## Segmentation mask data
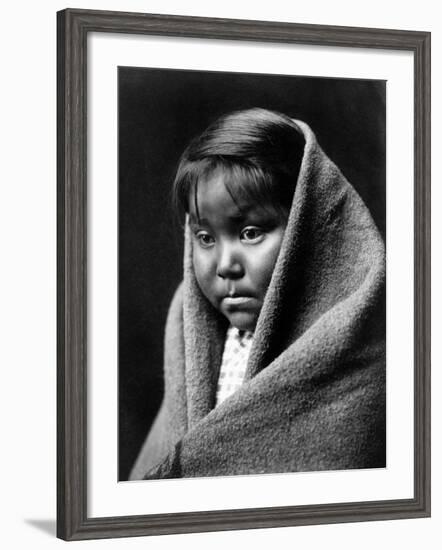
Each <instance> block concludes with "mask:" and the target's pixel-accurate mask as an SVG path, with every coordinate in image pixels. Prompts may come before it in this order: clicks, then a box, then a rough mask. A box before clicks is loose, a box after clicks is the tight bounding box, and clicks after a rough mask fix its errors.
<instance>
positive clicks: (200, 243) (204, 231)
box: [195, 231, 215, 248]
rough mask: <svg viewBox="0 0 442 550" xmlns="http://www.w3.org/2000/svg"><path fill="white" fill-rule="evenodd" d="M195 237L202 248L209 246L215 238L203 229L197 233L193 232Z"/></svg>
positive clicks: (204, 247)
mask: <svg viewBox="0 0 442 550" xmlns="http://www.w3.org/2000/svg"><path fill="white" fill-rule="evenodd" d="M195 237H196V239H197V241H198V242H199V244H200V245H201V246H202V247H203V248H209V247H210V246H212V245H213V244H214V243H215V239H214V238H213V237H212V235H209V233H206V232H205V231H198V233H196V234H195Z"/></svg>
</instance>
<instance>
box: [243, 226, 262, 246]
mask: <svg viewBox="0 0 442 550" xmlns="http://www.w3.org/2000/svg"><path fill="white" fill-rule="evenodd" d="M263 237H264V231H263V230H262V229H259V227H246V228H245V229H243V230H242V231H241V240H243V241H246V242H251V243H256V242H260V241H261V240H262V238H263Z"/></svg>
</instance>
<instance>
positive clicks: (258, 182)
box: [173, 108, 304, 214]
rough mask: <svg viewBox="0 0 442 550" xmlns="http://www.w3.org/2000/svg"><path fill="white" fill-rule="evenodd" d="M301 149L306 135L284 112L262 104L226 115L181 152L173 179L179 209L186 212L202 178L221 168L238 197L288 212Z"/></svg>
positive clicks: (223, 176)
mask: <svg viewBox="0 0 442 550" xmlns="http://www.w3.org/2000/svg"><path fill="white" fill-rule="evenodd" d="M303 152H304V138H303V135H302V133H301V131H300V129H299V127H298V126H297V125H296V124H295V122H294V121H293V120H292V119H290V118H289V117H288V116H286V115H283V114H281V113H276V112H274V111H268V110H265V109H259V108H255V109H249V110H244V111H235V112H233V113H230V114H227V115H224V116H222V117H220V118H219V119H218V120H216V121H215V122H214V123H213V124H211V125H210V126H209V127H208V128H207V129H206V130H205V131H204V132H203V133H202V134H201V135H200V136H198V137H197V138H195V139H193V140H192V141H191V143H190V144H189V146H188V147H187V148H186V150H185V151H184V153H183V154H182V156H181V159H180V162H179V165H178V169H177V173H176V176H175V181H174V185H173V201H174V206H175V209H176V211H177V212H179V211H180V210H184V211H185V212H188V211H189V197H190V194H191V192H192V191H194V192H195V197H196V192H197V187H198V182H199V181H201V180H205V179H207V178H209V177H211V176H213V175H214V174H215V173H216V172H221V173H222V174H223V177H224V184H225V186H226V189H227V191H228V192H229V194H230V196H231V197H232V199H233V200H234V201H235V202H236V200H235V198H236V197H238V196H245V197H247V198H250V199H252V200H253V201H254V202H258V203H259V204H262V205H265V204H271V205H272V206H274V207H275V208H277V209H278V210H280V211H281V212H283V213H285V214H287V213H288V211H289V210H290V206H291V202H292V198H293V192H294V189H295V186H296V181H297V178H298V174H299V169H300V166H301V160H302V156H303ZM195 200H196V199H195ZM196 206H197V205H196Z"/></svg>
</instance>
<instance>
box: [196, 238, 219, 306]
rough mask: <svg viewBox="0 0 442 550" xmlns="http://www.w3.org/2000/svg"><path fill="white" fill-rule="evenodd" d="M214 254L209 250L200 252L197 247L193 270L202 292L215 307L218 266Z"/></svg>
mask: <svg viewBox="0 0 442 550" xmlns="http://www.w3.org/2000/svg"><path fill="white" fill-rule="evenodd" d="M212 256H213V254H210V251H209V250H207V249H206V250H200V249H198V248H197V245H196V246H195V247H194V250H193V270H194V272H195V277H196V280H197V282H198V285H199V287H200V289H201V292H202V293H203V294H204V295H205V296H206V298H207V299H208V300H209V301H210V302H211V303H212V304H214V305H215V302H216V300H215V295H214V286H215V282H214V279H215V276H216V266H215V263H214V261H213V259H212Z"/></svg>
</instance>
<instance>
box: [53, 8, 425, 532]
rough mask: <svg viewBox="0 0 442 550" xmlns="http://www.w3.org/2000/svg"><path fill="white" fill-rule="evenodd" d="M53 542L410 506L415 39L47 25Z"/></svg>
mask: <svg viewBox="0 0 442 550" xmlns="http://www.w3.org/2000/svg"><path fill="white" fill-rule="evenodd" d="M57 24H58V65H57V67H58V106H57V112H58V139H57V145H58V157H57V158H58V166H57V170H58V190H57V197H58V214H57V216H58V218H57V219H58V247H57V254H58V302H57V303H58V395H57V399H58V401H57V403H58V407H57V409H58V411H57V434H58V439H57V442H58V461H57V466H58V472H57V486H58V507H57V534H58V536H59V537H60V538H63V539H65V540H80V539H93V538H106V537H123V536H140V535H158V534H168V533H187V532H202V531H217V530H232V529H246V528H260V527H279V526H292V525H308V524H320V523H336V522H351V521H367V520H383V519H399V518H413V517H424V516H429V515H430V33H428V32H421V31H401V30H385V29H368V28H350V27H331V26H320V25H298V24H293V23H275V22H272V23H270V22H263V21H248V20H227V19H209V18H199V17H178V16H167V15H152V14H139V13H120V12H106V11H91V10H76V9H67V10H64V11H61V12H59V13H58V19H57Z"/></svg>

## What is required
Can you recast the records, from their start through the line containing "box: [173, 108, 304, 214]" with both ends included, as a JSON list of strings, one per line with blank lines left out? Leave the pictures out of the answer.

## Completed task
[
  "Each <instance> block concludes with \"mask:\" and the target's pixel-accurate mask as an SVG path, with every coordinate in image pixels. Prompts may come before it in this order: clicks, then a box, then a rough mask. A box before clicks is loose, a box after clicks is the tight bounding box, and clicks after a rough mask fix its errors.",
  "<instance>",
  "positive clicks: (200, 243) (204, 231)",
  "box: [195, 231, 215, 248]",
  "rough mask: <svg viewBox=\"0 0 442 550\" xmlns=\"http://www.w3.org/2000/svg\"><path fill=\"white\" fill-rule=\"evenodd\" d=\"M195 237L202 248L209 246L215 238L203 229L197 233L193 232Z\"/></svg>",
  "positive clicks: (204, 247)",
  "mask: <svg viewBox=\"0 0 442 550\" xmlns=\"http://www.w3.org/2000/svg\"><path fill=\"white\" fill-rule=\"evenodd\" d=\"M195 237H196V239H197V241H198V242H199V244H200V245H201V246H202V247H203V248H209V247H210V246H212V245H213V244H214V243H215V239H214V238H213V237H212V235H209V233H206V232H205V231H198V233H196V234H195Z\"/></svg>",
  "</instance>",
  "<instance>",
  "box: [243, 226, 262, 246]",
  "mask: <svg viewBox=\"0 0 442 550\" xmlns=\"http://www.w3.org/2000/svg\"><path fill=\"white\" fill-rule=\"evenodd\" d=\"M263 237H264V231H263V230H262V229H259V227H246V228H245V229H243V230H242V231H241V240H243V241H246V242H251V243H256V242H260V241H261V240H262V238H263Z\"/></svg>",
  "</instance>",
  "<instance>",
  "positive clicks: (258, 182)",
  "box: [173, 108, 304, 214]"
]